Exercise description - Type out the lines exactly, starting at the very first one and ending at the line that contains "M 236 118 L", both included.

Data listing -
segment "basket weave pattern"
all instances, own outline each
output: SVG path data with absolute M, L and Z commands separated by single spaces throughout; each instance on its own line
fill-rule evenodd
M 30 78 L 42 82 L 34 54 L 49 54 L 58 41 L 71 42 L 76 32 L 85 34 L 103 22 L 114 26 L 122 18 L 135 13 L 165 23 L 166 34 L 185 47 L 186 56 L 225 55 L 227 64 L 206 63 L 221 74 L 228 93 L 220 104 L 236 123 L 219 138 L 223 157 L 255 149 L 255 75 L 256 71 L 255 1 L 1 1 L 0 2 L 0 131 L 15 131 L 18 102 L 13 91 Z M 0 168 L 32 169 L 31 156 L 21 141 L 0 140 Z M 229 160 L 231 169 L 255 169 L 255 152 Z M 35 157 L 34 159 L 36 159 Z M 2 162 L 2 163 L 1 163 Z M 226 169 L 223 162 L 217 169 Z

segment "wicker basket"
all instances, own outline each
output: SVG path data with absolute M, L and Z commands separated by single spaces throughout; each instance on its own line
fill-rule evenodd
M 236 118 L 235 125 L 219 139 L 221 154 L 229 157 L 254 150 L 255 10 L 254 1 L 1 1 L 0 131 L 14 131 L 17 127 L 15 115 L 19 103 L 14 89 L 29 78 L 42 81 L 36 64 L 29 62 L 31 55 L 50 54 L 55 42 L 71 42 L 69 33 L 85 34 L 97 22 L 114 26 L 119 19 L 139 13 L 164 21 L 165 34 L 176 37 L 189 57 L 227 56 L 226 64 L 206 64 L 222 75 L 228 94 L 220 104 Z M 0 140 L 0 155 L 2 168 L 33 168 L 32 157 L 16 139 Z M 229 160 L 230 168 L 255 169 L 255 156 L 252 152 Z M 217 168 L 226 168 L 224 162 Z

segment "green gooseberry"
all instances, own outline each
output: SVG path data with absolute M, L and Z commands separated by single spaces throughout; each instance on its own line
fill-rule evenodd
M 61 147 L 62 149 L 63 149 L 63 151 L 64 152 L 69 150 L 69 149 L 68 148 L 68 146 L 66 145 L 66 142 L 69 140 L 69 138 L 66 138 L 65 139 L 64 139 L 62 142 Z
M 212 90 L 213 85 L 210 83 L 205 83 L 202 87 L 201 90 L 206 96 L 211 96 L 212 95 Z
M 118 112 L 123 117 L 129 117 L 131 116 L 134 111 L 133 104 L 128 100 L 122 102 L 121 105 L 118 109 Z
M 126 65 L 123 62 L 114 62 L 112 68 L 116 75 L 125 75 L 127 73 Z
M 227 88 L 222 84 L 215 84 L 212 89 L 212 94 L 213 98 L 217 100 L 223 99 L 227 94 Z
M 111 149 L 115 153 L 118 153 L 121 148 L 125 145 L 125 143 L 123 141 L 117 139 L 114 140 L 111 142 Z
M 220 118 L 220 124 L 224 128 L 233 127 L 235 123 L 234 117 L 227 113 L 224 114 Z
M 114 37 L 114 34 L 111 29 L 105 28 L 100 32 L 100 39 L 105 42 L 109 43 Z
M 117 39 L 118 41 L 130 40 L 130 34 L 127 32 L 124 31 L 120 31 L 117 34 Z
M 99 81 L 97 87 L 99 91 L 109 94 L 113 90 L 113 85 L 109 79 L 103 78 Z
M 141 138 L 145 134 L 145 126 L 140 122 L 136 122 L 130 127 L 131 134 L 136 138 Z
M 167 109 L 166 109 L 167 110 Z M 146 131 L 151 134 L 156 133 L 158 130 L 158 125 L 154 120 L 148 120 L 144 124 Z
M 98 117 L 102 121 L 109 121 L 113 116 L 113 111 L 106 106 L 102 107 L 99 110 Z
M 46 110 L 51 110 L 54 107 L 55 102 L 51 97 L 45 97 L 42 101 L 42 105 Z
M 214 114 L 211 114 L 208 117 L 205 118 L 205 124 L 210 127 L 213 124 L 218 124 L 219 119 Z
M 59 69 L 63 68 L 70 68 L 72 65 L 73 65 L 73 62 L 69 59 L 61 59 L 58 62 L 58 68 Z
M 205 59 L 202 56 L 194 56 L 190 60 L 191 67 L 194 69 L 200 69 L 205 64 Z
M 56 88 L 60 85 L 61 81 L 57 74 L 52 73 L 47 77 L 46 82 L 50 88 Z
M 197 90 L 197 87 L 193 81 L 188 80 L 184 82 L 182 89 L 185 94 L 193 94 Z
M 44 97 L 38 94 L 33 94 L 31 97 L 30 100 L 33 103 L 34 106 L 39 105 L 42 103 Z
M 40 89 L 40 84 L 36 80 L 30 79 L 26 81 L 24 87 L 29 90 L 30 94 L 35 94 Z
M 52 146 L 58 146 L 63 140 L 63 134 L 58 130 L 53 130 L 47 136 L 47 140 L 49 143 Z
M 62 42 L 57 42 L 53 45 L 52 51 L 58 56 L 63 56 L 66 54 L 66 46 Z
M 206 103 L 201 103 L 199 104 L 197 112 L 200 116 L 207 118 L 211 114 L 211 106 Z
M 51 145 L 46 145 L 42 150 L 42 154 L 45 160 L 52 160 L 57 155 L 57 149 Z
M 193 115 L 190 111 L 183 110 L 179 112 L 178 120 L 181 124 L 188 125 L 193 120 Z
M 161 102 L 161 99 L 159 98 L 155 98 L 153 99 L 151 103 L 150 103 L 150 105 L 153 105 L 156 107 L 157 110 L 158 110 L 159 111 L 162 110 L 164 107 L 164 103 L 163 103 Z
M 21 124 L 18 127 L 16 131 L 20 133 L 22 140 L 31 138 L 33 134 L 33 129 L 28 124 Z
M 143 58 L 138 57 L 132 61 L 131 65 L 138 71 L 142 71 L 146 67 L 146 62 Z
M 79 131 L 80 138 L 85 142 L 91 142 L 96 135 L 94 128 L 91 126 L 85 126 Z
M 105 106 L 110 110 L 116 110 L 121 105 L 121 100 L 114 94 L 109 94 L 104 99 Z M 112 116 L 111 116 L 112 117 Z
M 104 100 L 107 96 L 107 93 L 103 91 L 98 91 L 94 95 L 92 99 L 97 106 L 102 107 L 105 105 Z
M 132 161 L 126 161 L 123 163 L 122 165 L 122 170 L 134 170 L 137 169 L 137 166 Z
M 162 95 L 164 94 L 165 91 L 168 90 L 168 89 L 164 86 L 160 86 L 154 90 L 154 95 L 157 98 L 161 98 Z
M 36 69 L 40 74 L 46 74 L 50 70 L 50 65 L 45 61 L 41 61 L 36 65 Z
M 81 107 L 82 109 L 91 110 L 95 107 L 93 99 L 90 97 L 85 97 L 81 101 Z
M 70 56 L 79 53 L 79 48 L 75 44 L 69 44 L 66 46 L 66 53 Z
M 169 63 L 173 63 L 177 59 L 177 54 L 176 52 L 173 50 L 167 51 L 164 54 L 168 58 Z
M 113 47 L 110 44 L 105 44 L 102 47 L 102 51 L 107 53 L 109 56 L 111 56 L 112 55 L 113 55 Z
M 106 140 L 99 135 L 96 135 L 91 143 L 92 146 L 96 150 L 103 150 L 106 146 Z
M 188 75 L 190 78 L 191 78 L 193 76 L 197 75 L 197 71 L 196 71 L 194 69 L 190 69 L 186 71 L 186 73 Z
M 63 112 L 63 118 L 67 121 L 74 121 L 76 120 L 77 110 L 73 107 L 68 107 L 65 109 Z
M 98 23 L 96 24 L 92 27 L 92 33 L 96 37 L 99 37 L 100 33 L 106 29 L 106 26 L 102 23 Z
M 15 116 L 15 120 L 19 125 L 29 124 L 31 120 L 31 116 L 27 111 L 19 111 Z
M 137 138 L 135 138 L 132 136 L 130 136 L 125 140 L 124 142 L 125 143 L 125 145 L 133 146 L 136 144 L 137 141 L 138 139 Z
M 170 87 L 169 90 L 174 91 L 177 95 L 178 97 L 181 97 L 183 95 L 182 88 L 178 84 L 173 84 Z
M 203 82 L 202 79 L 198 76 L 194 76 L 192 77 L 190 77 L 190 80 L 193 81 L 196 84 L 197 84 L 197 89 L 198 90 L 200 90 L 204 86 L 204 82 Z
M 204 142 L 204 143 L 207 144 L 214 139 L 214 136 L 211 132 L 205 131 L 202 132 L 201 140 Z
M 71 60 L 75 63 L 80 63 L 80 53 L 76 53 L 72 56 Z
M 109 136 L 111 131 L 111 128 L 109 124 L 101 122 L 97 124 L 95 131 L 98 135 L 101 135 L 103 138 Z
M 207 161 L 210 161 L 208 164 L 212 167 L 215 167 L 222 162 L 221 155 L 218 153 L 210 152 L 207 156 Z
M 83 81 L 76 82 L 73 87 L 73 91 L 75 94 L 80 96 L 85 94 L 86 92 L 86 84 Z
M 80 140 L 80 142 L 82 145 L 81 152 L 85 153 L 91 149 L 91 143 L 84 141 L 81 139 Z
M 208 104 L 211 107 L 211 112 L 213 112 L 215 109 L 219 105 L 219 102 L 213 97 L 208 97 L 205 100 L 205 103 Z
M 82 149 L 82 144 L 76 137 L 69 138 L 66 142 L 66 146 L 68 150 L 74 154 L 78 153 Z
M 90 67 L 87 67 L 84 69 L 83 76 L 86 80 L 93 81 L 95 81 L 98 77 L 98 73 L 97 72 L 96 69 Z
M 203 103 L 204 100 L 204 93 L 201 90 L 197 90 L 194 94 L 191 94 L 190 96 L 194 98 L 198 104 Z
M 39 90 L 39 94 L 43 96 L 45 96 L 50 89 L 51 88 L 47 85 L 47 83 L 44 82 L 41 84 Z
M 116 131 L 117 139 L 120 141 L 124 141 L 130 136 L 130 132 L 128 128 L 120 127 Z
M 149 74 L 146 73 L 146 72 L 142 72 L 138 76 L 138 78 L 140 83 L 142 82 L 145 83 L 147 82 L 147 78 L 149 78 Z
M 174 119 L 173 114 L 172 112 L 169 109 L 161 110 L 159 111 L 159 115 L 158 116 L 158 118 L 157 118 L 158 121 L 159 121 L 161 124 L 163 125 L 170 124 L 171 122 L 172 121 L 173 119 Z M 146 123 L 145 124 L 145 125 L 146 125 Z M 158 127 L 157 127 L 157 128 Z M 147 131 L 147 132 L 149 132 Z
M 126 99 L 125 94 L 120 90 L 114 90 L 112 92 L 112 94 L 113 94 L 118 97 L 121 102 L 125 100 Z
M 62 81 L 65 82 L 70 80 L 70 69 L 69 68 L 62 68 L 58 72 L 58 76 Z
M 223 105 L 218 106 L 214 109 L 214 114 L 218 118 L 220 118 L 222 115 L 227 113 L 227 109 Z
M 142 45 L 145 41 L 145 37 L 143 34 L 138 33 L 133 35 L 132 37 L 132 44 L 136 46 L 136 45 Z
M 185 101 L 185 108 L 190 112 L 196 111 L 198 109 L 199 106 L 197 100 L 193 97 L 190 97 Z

Worked solution -
segment "basket weave pattern"
all instances, own outline each
output: SVG path data with absolute M, L and Z commands separated by single spaces throughout; each instance on its own line
fill-rule evenodd
M 30 78 L 42 82 L 34 54 L 49 54 L 58 41 L 71 42 L 76 32 L 85 34 L 103 22 L 114 26 L 122 18 L 135 13 L 165 23 L 166 34 L 185 47 L 186 56 L 225 55 L 227 64 L 206 63 L 221 74 L 228 93 L 220 104 L 236 123 L 219 138 L 223 157 L 255 149 L 255 75 L 256 71 L 255 1 L 1 1 L 0 2 L 0 131 L 15 131 L 18 102 L 13 91 Z M 0 168 L 32 169 L 31 156 L 21 141 L 0 140 Z M 229 160 L 231 169 L 255 169 L 255 152 Z M 35 157 L 34 159 L 36 159 Z M 2 162 L 2 163 L 1 163 Z M 226 169 L 223 162 L 217 169 Z

segment "wicker basket"
all instances, own outline each
output: SVG path data with absolute M, L and Z commands separated by single spaces throughout; each instance on its own line
fill-rule evenodd
M 236 118 L 235 125 L 219 139 L 221 154 L 229 157 L 254 150 L 255 10 L 254 1 L 1 1 L 0 131 L 14 131 L 17 127 L 15 115 L 19 103 L 14 89 L 29 78 L 42 81 L 36 64 L 29 62 L 31 55 L 50 54 L 55 42 L 71 42 L 69 33 L 85 34 L 97 22 L 114 26 L 119 19 L 139 13 L 164 21 L 165 34 L 176 37 L 189 57 L 227 56 L 226 64 L 206 64 L 222 75 L 228 94 L 220 104 Z M 0 140 L 0 155 L 2 168 L 33 168 L 32 157 L 16 139 Z M 229 160 L 230 168 L 255 169 L 255 156 L 252 152 Z M 217 168 L 226 168 L 224 162 Z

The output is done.